> [Given task A]: Name every software program, with its version, that the passage on river habitat assessment in the Hai River Basin says was used for analysis or presentation.
> [Given task B]: Please carry the passage on river habitat assessment in the Hai River Basin forward from its final sentence, adding the next part.

> [Document segment]:
* * * * *

Data included field surveys of river habitats and socio-economic data of 25 prefecture-level cities and two municipalities of the HRB that were obtained from the Statistical Yearbooks of 1985–2009. A digital raster map of the HRB was provided by the Institute of Remote Sensing Applications, Chinese Academy of Sciences. The locations of reservoirs and sluices were determined from the Chinese Code for Water Gate Names and The Hai River Basin, Volume 1 [30,31]. Remote sensing images from 2005 were interpreted to obtain land use types. Water resource data were collected from the Water Resources Protection Bureau of the HRB and the Water Resources Bulletin of the HRB. Basic analysis of raw data (e.g., standard deviations, summary statistics) was done with Microsoft Excel 2007. More advanced analysis, such as K-means cluster analysis for classifying the RHQ scores, was performed using SPSS 17.0. ArcGIS 10.0 was used to present the results of the RHQ assessment, and the distribution of the population density, cities, land use types, and industrial production.
In our assessing method, k-means clustering was used to divide scores into bands representing different levels of ecological condition. k-means clustering aims to partition n observations into k partitions (clusters) in which each observation belongs to the cluster with the nearest mean, serving as a prototype of the cluster. k-means clustering, which is efficient and succinct, has been most widely used. The longitudinal connectivity of river system in the HRB can be estimated by the index of connectivity [32]. The equation for this index is C = S/N, in which S represents the length of the river network and N represents the quantity of hydraulic structures.

* * * * *

Bounding box annotation entries:
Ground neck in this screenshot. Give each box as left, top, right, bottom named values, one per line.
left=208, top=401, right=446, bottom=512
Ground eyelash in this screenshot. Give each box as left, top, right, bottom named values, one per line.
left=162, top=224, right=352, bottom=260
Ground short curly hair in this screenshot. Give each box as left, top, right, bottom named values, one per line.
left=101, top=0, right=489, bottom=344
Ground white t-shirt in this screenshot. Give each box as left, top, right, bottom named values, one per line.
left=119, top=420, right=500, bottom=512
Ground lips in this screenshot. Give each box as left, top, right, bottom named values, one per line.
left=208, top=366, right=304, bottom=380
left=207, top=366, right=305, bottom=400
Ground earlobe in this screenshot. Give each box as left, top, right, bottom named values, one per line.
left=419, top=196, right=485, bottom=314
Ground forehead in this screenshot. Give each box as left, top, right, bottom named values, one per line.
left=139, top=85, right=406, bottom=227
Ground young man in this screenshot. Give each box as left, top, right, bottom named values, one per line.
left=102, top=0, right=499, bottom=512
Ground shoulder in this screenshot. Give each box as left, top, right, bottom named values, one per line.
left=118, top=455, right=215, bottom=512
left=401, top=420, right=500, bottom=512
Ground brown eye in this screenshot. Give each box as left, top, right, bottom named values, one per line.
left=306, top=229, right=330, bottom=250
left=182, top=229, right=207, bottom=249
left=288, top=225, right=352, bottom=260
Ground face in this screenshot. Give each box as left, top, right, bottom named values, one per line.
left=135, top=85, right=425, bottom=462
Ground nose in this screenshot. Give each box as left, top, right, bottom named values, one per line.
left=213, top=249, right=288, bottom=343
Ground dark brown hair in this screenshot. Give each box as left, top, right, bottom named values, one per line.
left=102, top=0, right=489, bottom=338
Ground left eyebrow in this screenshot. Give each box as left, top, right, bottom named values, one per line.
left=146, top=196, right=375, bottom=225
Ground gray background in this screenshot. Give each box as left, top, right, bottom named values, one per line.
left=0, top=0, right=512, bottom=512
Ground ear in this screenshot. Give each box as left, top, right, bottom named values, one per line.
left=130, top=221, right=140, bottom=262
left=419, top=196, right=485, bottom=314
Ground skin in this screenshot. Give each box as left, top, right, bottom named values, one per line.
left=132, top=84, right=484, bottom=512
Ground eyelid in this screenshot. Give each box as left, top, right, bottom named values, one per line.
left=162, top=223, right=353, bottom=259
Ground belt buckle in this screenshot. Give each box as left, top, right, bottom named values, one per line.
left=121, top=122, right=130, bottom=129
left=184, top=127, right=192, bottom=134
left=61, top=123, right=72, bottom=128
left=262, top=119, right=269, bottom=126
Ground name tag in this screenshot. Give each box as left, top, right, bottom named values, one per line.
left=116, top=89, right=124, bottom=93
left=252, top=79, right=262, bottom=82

* * * * *

> [Output A]: Microsoft Excel 2007, SPSS 17.0, ArcGIS 10.0

> [Output B]:
3. Results and Discussion

3.1. River Habitat Quality

The river habitat status in the HRB is alarming. The assessment scores were normally distributed and ranged from 0.15 to 0.80 (Figure 2). The value interval with the highest frequency was 0.4–0.6, and included 281 sites. The bad class had the largest score interval (0.15–0.40) (Figure 2). Most surveyed sites were in the moderate RHQ category, which ranged from 0.48–0.62. The ranges of scores for good and poor were minimal. The score distributions indicated that the RHQ of the HRB was generally from “moderate” to “poor”. The highest proportion (34.56%) of sites was classified as “moderate”, whereas 26.72% and 15.69% of sites were classified as “poor” and “bad”, respectively (Figure 3, Table 1). However, 5.64% and 17.4% were classified as “excellent” and “good”, respectively, which indicates that over 40% of the rivers in the HRB need rehabilitation and restoration, and only 20% of the RHQ is in good condition. In addition, the moderate group represents a vulnerable habitat condition, and shows that over 30% of the river habitat will probably degrade further under human disturbance. RHQ in the upper mountain zone was better than that in the middle plain and littoral areas (Figure 3; Table 1 and Table 2). Up to 15.86% of the upper zone sampling sites were classified as “excellent”, and 6.21% of the sites were “bad”. In contrast, the middle plain and littoral areas had no “excellent” sampling sites, but contained about half of the “poor” to “bad” sampling sites.
Figure 2. Distribution of assessed score values.
Figure 2. Distribution of assessed score values.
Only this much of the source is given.